[start of Entries supplied]

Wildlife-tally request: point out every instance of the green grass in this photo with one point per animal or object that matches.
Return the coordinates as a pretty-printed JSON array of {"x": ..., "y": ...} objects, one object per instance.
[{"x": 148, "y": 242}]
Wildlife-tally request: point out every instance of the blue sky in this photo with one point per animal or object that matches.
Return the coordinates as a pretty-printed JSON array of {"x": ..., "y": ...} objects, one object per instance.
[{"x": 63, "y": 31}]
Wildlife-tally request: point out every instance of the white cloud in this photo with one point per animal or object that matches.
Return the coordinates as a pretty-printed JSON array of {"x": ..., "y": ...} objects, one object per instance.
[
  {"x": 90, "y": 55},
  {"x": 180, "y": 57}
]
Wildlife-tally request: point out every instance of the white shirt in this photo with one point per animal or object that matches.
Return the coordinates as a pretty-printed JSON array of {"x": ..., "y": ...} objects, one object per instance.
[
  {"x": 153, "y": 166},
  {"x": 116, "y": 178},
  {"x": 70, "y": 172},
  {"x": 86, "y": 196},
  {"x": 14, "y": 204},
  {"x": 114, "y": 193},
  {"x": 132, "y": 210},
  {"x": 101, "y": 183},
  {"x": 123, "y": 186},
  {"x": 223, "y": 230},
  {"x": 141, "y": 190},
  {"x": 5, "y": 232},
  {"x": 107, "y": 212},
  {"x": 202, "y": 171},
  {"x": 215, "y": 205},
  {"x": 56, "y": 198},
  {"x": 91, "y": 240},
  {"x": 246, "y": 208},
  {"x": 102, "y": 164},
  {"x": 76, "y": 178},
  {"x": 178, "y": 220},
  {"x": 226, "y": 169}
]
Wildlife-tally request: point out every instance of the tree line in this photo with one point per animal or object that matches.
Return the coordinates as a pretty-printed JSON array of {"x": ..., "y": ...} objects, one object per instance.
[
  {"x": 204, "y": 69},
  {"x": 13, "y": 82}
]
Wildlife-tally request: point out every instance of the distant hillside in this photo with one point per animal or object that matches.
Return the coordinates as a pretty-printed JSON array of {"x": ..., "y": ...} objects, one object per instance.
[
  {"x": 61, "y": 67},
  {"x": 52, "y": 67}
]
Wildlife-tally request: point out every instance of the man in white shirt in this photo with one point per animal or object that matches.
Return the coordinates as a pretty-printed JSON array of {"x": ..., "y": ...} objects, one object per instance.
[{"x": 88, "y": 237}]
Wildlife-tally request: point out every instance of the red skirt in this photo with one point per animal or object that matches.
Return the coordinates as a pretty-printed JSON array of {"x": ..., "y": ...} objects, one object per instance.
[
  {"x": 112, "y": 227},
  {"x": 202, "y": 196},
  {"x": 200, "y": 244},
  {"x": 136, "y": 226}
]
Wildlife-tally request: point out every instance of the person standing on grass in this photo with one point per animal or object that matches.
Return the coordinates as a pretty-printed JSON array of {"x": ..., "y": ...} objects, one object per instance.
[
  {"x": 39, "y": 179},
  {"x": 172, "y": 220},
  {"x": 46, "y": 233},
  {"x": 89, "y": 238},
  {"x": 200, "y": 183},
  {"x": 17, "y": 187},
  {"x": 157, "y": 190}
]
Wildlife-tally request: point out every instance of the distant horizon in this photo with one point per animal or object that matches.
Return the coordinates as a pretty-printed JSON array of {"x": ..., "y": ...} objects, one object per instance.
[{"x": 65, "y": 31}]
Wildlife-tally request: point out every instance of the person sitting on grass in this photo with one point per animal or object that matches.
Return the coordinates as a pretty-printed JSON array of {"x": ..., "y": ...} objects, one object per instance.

[end of Entries supplied]

Your instructions →
Copy out the material above in its entirety. Every detail must match.

Complete answer →
Wildlife-tally request: point out every instance of the green grass in this photo with one point per animal or object that matches.
Return the coordinates as a pretty-printed JSON array of {"x": ..., "y": ...} objects, one object per instance.
[{"x": 148, "y": 242}]
Wildlife-tally request: point out every instance of the blue sky in this photo with one point per animal or object that matches.
Return the coordinates as a pretty-printed JSON array of {"x": ..., "y": ...} objects, one object per instance.
[{"x": 63, "y": 31}]
Wildlife-tally request: point out every instance of the white cloud in this photo with one point per animal or object that matches.
Return the coordinates as a pretty-printed JSON array of {"x": ..., "y": ...} objects, one object per instance.
[
  {"x": 90, "y": 55},
  {"x": 180, "y": 57}
]
Wildlife-tally request: point out every instance of the white shirt in this photo with one point per animal or object that matches.
Return the coordinates as a pretty-printed JSON array of {"x": ..., "y": ...} objects, one object per instance.
[
  {"x": 153, "y": 166},
  {"x": 116, "y": 178},
  {"x": 70, "y": 172},
  {"x": 86, "y": 196},
  {"x": 14, "y": 204},
  {"x": 114, "y": 193},
  {"x": 132, "y": 210},
  {"x": 101, "y": 183},
  {"x": 123, "y": 186},
  {"x": 223, "y": 230},
  {"x": 141, "y": 190},
  {"x": 5, "y": 232},
  {"x": 107, "y": 212},
  {"x": 202, "y": 171},
  {"x": 215, "y": 205},
  {"x": 56, "y": 198},
  {"x": 91, "y": 240},
  {"x": 246, "y": 208},
  {"x": 102, "y": 164},
  {"x": 76, "y": 178},
  {"x": 178, "y": 220},
  {"x": 226, "y": 169}
]
Wildlife-tally request: point out every instance of the tree line in this photo with one point per animal or object that matches.
Return the coordinates as a pretty-printed JSON array of {"x": ..., "y": ...} objects, one object per instance.
[
  {"x": 204, "y": 69},
  {"x": 13, "y": 82}
]
Wildlife-tally request: point out every instance of the distant hillside in this photo with one point per animal or object that matches.
Return the coordinates as a pretty-printed JSON array of {"x": ..., "y": ...} objects, one object per instance.
[
  {"x": 61, "y": 67},
  {"x": 52, "y": 67}
]
Wildlife-tally request: point out every instance of the man in white shirt in this photo with one point per animal or object that matches.
Return the coordinates as a pretty-printed JSON array of {"x": ..., "y": ...} objects, one object per instance.
[{"x": 88, "y": 237}]
Wildlife-tally request: point out every instance of the red skirt in this photo with one point per animal or object that matches.
Return the coordinates as a pretty-printed JSON array of {"x": ..., "y": ...} objects, one object per instance.
[
  {"x": 112, "y": 227},
  {"x": 202, "y": 196},
  {"x": 200, "y": 244},
  {"x": 136, "y": 226}
]
Wildlife-tally request: point out every instance of the person standing on grass in this photo with one point per animal or object that matches.
Return the coordinates as a pretty-printed JSON array of {"x": ..., "y": ...} objects, one object per instance.
[
  {"x": 39, "y": 179},
  {"x": 172, "y": 220},
  {"x": 46, "y": 233},
  {"x": 89, "y": 238},
  {"x": 200, "y": 183},
  {"x": 17, "y": 187},
  {"x": 157, "y": 190}
]
Wildlife-tally request: point out every instance of the distant horizon in this photo with one point per animal or object that matches.
Return the coordinates as a pretty-printed JSON array of {"x": ..., "y": ...} objects, one object per instance.
[{"x": 65, "y": 31}]
Wildlife-tally request: point out every instance of the person sitting on grass in this photo with one point per animal or object that matches.
Return the coordinates as a pretty-printed JSON array of {"x": ..., "y": ...} objects, one object per instance.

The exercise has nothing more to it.